[Problem]:
The response should consist of the data reproduced word for word.

[Entries taken from a collection]:
****************************************

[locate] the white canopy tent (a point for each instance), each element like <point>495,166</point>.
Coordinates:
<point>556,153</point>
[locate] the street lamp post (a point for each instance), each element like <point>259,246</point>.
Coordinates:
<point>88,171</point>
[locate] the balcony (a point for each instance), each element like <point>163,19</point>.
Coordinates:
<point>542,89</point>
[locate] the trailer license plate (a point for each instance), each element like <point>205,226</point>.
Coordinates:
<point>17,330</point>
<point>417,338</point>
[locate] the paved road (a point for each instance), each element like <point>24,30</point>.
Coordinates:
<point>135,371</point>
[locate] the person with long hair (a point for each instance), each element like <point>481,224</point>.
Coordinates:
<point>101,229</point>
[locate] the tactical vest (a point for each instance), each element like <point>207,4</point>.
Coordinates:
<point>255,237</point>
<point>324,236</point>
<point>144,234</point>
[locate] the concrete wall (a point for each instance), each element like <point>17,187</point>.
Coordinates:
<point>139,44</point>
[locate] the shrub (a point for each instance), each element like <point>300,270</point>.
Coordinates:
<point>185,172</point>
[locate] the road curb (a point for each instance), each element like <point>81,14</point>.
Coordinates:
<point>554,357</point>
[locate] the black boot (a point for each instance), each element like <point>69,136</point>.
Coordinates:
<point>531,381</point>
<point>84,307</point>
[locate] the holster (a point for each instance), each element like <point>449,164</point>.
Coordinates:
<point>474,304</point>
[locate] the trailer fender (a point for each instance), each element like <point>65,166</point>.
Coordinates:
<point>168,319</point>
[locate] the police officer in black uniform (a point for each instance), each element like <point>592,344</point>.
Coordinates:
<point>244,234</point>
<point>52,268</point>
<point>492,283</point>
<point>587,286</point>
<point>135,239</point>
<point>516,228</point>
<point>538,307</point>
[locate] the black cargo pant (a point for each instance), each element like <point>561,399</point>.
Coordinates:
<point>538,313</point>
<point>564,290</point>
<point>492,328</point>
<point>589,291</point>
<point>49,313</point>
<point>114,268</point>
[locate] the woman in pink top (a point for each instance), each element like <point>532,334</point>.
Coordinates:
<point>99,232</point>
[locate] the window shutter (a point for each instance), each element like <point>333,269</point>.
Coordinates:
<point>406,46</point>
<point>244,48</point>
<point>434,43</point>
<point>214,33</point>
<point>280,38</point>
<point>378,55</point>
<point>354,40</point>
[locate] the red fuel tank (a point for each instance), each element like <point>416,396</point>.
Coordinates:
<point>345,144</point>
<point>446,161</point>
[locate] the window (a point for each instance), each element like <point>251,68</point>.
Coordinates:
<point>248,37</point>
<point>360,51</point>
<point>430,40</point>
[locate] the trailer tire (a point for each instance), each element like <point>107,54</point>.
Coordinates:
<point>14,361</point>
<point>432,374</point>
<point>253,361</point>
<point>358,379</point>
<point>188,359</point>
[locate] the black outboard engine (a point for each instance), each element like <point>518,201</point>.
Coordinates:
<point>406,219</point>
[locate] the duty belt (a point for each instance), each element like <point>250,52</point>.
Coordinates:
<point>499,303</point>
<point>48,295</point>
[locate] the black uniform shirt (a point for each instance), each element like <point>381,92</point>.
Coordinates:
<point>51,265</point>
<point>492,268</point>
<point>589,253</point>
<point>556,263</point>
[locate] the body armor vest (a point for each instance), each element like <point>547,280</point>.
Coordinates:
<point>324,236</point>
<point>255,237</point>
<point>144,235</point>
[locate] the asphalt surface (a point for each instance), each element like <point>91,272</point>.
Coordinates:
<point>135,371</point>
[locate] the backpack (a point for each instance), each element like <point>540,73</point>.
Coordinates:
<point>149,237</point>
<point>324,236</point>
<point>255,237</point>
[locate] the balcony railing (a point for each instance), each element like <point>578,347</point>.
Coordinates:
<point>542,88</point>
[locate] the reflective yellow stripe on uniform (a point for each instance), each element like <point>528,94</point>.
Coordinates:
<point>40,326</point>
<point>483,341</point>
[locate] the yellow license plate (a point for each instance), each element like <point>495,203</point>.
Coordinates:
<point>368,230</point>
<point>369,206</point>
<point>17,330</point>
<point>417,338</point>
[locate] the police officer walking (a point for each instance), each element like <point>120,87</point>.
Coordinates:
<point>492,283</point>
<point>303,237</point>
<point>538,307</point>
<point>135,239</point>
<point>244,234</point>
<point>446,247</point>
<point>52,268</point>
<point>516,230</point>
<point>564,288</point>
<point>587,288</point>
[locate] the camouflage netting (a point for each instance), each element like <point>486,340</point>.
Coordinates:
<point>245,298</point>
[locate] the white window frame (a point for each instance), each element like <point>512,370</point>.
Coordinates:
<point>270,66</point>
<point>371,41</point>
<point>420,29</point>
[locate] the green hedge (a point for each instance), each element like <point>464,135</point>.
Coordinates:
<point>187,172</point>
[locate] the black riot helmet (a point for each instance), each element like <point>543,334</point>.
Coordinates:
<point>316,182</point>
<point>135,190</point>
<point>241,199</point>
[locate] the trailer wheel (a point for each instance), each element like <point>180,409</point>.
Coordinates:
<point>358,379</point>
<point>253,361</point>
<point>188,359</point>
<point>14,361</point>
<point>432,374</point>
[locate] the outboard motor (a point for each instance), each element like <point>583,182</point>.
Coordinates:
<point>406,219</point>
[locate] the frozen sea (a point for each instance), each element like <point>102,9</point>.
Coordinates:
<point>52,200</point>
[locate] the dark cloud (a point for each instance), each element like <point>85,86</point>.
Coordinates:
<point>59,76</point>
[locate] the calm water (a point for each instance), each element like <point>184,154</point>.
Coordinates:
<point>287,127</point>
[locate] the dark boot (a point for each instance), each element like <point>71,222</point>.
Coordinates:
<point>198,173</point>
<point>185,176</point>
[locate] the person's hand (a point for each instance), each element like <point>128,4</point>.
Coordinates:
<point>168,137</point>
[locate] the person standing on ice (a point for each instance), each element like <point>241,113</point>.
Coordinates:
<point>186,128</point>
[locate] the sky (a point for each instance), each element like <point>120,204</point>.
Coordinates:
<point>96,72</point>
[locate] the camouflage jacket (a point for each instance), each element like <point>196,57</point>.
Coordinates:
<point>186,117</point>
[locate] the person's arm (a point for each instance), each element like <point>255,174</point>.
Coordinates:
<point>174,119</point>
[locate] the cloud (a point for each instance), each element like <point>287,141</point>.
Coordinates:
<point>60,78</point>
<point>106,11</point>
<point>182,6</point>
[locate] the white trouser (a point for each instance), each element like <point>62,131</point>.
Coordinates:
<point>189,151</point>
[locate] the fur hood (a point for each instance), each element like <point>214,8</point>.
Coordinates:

****************************************

[Written reply]:
[locate] the white canopy tent (a point for each instance), each element like <point>495,166</point>.
Coordinates:
<point>556,153</point>
[locate] the street lamp post (a point for each instance), each element like <point>259,246</point>.
Coordinates:
<point>88,171</point>
[locate] the balcony (a point for each instance), each element like <point>163,19</point>.
Coordinates:
<point>542,89</point>
[locate] the trailer license plate (a point for each instance), each element like <point>205,226</point>.
Coordinates:
<point>17,330</point>
<point>417,338</point>
[locate] the paved road (a point for each instance), each element like <point>24,30</point>.
Coordinates:
<point>135,371</point>
[locate] the person with long hair (a point for each instance), each element like <point>481,224</point>.
Coordinates:
<point>101,229</point>
[locate] the tactical vest (a point for each instance), each element like <point>207,4</point>.
Coordinates:
<point>255,237</point>
<point>324,236</point>
<point>144,234</point>
[locate] the concrete wall (a point for each instance), each element like <point>17,187</point>.
Coordinates:
<point>139,44</point>
[locate] the shrub (a point for each instance), each element like <point>300,270</point>.
Coordinates:
<point>185,172</point>
[locate] the road curb (a point for each instance), each element like <point>81,14</point>.
Coordinates:
<point>554,357</point>
[locate] the black boot (a point for each instance), each element like <point>69,136</point>.
Coordinates:
<point>531,381</point>
<point>84,307</point>
[locate] the holster (a point for each instance), each element like <point>449,164</point>.
Coordinates:
<point>474,304</point>
[locate] the trailer fender (a point for each instance), each element like <point>65,166</point>.
Coordinates:
<point>168,319</point>
[locate] the police officer in black uniform (a point for each instance), each element like <point>592,344</point>.
Coordinates:
<point>244,234</point>
<point>52,268</point>
<point>492,283</point>
<point>587,286</point>
<point>135,239</point>
<point>516,228</point>
<point>538,307</point>
[locate] the black cargo pant (a point for each instance), each element like <point>561,399</point>.
Coordinates:
<point>538,313</point>
<point>564,290</point>
<point>492,328</point>
<point>589,291</point>
<point>49,313</point>
<point>114,268</point>
[locate] the woman in pink top (a point for each instance), each element like <point>532,334</point>.
Coordinates:
<point>99,232</point>
[locate] the window shutter (a point for each instance), each element like <point>333,269</point>.
Coordinates:
<point>406,46</point>
<point>244,48</point>
<point>434,43</point>
<point>214,33</point>
<point>280,38</point>
<point>378,55</point>
<point>354,40</point>
[locate] the red fuel tank (a point for each instance), each element like <point>416,396</point>.
Coordinates:
<point>345,144</point>
<point>446,161</point>
[locate] the window (a point for each instance), each element like <point>251,68</point>.
Coordinates:
<point>248,37</point>
<point>360,51</point>
<point>430,40</point>
[locate] the trailer tire (a point for each instance), each element like <point>107,54</point>.
Coordinates:
<point>14,361</point>
<point>432,374</point>
<point>253,361</point>
<point>358,379</point>
<point>188,359</point>
[locate] the black outboard engine (a point for each instance), each element like <point>518,201</point>.
Coordinates:
<point>406,219</point>
[locate] the duty belt (a point for each instance), each element like <point>250,52</point>.
Coordinates:
<point>499,303</point>
<point>48,295</point>
[locate] the black uniform shirt (a point for each instance), each element like <point>381,92</point>.
Coordinates:
<point>51,265</point>
<point>492,268</point>
<point>589,253</point>
<point>556,263</point>
[locate] the body armor vest (a point for each instance), each element like <point>547,280</point>.
Coordinates:
<point>324,236</point>
<point>255,237</point>
<point>144,235</point>
[locate] the asphalt surface (a point for each instance), each element like <point>91,272</point>.
Coordinates:
<point>135,371</point>
[locate] the backpack (a point for each instance), each element like <point>540,73</point>.
Coordinates:
<point>149,237</point>
<point>324,236</point>
<point>255,237</point>
[locate] the balcony railing (a point for each instance), each element like <point>578,347</point>.
Coordinates:
<point>542,88</point>
[locate] the reflective yellow stripe on uniform (a point for each instance), each element like <point>528,94</point>.
Coordinates:
<point>40,326</point>
<point>483,341</point>
[locate] the yellow license plate (a point for each instance), each element like <point>495,203</point>.
Coordinates:
<point>368,230</point>
<point>369,206</point>
<point>17,330</point>
<point>417,338</point>
[locate] the police officer walking (a point for each instance), each element like <point>120,87</point>.
Coordinates:
<point>492,283</point>
<point>303,237</point>
<point>538,307</point>
<point>135,239</point>
<point>244,234</point>
<point>446,247</point>
<point>52,268</point>
<point>516,230</point>
<point>564,288</point>
<point>587,288</point>
[locate] the camouflage netting (a point for each instance), each element like <point>486,340</point>.
Coordinates:
<point>245,298</point>
[locate] the white window frame (a point for each instance), each element like <point>512,370</point>.
Coordinates:
<point>270,66</point>
<point>371,41</point>
<point>420,29</point>
[locate] the green hedge (a point for each instance), each element like <point>464,135</point>.
Coordinates:
<point>187,172</point>
[locate] the black riot helmet (a point for each instance), each element like <point>543,334</point>.
Coordinates:
<point>316,182</point>
<point>135,190</point>
<point>241,199</point>
[locate] the trailer wheel (a point for each instance), each element like <point>180,409</point>.
Coordinates:
<point>358,379</point>
<point>253,361</point>
<point>188,359</point>
<point>14,361</point>
<point>432,374</point>
[locate] the outboard motor (a point for each instance), each element like <point>583,182</point>.
Coordinates:
<point>406,219</point>
[locate] the frozen sea (a point for each instance), each element like <point>102,9</point>.
Coordinates:
<point>52,200</point>
[locate] the dark cloud (a point for each instance), each element like <point>85,86</point>.
Coordinates:
<point>59,76</point>
[locate] the calm water (a point for each instance), each element like <point>184,154</point>.
Coordinates:
<point>287,127</point>
[locate] the dark boot (a point for each instance), each element like <point>71,222</point>.
Coordinates:
<point>198,173</point>
<point>185,176</point>
[locate] the person's hand (a point for each instance), each element like <point>128,4</point>.
Coordinates:
<point>168,137</point>
[locate] the person standing on ice (a point for each instance), each element like <point>241,113</point>.
Coordinates:
<point>186,128</point>
[locate] the sky (a point for each instance), each element like <point>120,204</point>.
Coordinates:
<point>96,72</point>
[locate] the camouflage jacket (a point for each instance), each element like <point>196,57</point>.
Coordinates:
<point>186,117</point>
[locate] the person's arm (a point for each instance), each element like <point>255,174</point>.
Coordinates:
<point>174,119</point>
[locate] the cloud (a point for each instance), each element like <point>287,141</point>.
Coordinates:
<point>60,78</point>
<point>106,11</point>
<point>182,6</point>
[locate] the white trouser (a point for each instance), each element like <point>62,131</point>.
Coordinates:
<point>189,151</point>
[locate] the fur hood (a point for each instance), each element like <point>214,8</point>.
Coordinates:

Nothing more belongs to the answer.